### What the task requires
Your task is to give the listing below back word for word, pictures excluded.

###

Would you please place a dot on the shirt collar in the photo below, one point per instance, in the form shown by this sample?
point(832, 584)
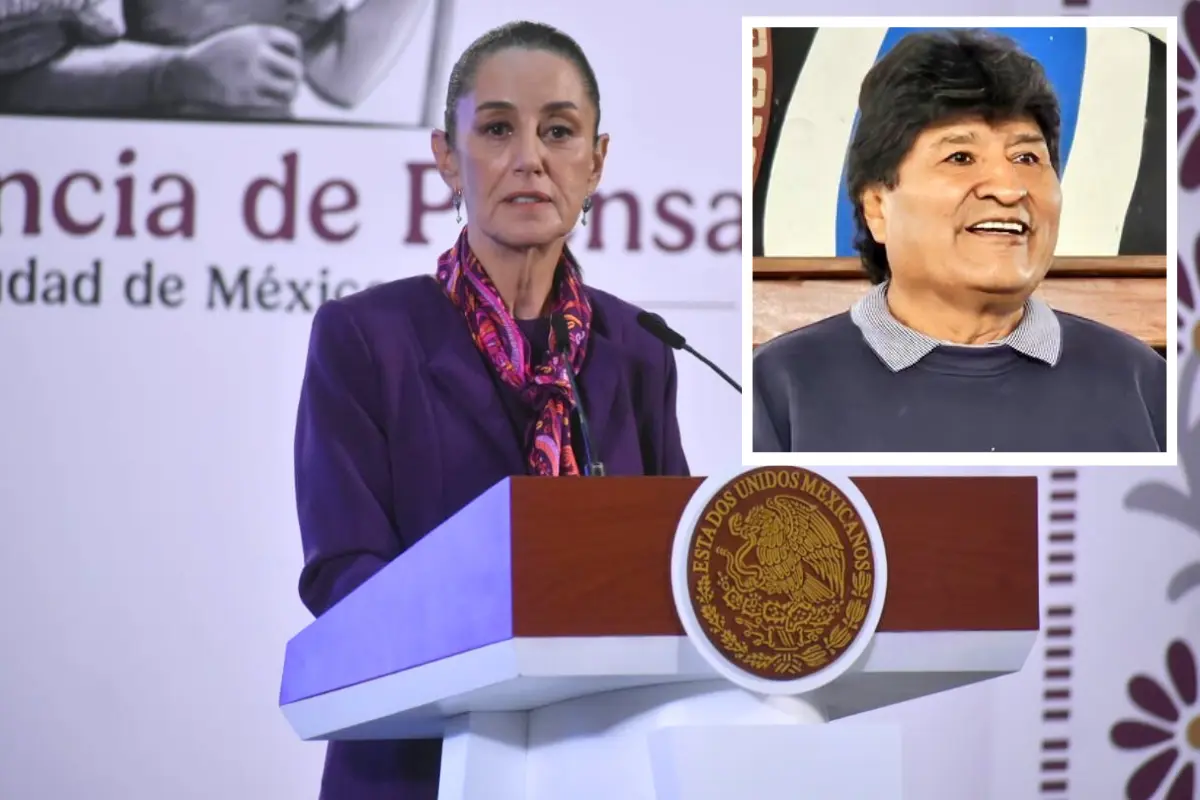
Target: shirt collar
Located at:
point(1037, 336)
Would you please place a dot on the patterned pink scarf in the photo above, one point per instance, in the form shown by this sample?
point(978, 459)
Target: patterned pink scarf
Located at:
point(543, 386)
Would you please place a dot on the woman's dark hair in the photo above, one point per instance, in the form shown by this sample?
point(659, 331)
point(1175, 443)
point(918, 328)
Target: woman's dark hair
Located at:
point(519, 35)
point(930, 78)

###

### Answer to this problem
Would you please place a dot on the shirt collar in the photo below, one point per instance, in the form shown by this sample?
point(832, 584)
Target: shirt collar
Located at:
point(1037, 336)
Would you please place a dot on the patterned pink scarf in the photo above, one point per instance, in the form shown by this sample?
point(978, 459)
Target: patterned pink scarf
Located at:
point(543, 386)
Would you please place a dot on the woman's dark hair in the photo above, one point per instance, in the form shown by this sample?
point(659, 331)
point(1175, 443)
point(918, 328)
Target: woman's dark hair
Located at:
point(519, 35)
point(930, 78)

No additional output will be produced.